What needs to be done: Copy out the part of the records below that opens with the line containing "of the eyeglasses" and continues through the end of the records, both ends included, exactly as they stand.

Material for this task:
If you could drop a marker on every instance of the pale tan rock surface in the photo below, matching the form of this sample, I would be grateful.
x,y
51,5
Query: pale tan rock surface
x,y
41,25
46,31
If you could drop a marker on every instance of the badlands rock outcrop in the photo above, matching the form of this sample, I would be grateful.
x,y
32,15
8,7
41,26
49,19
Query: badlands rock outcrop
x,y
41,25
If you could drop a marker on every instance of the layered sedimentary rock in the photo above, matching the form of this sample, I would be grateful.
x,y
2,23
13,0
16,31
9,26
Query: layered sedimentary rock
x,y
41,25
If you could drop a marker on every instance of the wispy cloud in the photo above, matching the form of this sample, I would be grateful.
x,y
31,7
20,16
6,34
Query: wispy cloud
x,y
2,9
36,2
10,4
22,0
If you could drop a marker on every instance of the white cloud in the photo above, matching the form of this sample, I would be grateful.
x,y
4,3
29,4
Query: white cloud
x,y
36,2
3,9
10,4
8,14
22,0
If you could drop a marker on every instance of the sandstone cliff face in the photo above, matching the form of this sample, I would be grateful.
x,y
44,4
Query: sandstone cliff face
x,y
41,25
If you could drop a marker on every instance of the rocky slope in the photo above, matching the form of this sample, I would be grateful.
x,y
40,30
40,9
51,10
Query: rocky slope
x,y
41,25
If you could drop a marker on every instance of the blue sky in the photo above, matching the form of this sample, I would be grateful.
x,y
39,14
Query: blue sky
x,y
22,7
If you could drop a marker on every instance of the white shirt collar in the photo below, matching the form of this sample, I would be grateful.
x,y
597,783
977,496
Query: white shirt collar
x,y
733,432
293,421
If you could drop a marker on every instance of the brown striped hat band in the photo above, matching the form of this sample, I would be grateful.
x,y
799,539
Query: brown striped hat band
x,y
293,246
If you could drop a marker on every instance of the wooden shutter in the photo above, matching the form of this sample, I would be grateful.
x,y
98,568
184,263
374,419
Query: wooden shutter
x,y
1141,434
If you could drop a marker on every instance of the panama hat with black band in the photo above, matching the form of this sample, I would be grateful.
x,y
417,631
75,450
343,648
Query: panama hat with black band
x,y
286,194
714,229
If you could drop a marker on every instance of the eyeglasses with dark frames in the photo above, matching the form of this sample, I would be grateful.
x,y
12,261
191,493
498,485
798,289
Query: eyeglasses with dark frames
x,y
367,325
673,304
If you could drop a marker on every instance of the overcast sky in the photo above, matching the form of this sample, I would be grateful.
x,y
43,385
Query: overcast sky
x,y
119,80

Result of the exercise:
If you could drop a marker on every instance of the eyeglasses with dark frames in the photo above, matching the form of this sample, I would be grateful.
x,y
12,261
191,493
498,485
798,289
Query: eyeglasses with dark frames
x,y
367,325
673,304
If you could drop a marker on every instance of the overcast sky in the photo above, matching the form of this sample, I would be grateful.
x,y
43,385
Query: overcast sky
x,y
119,80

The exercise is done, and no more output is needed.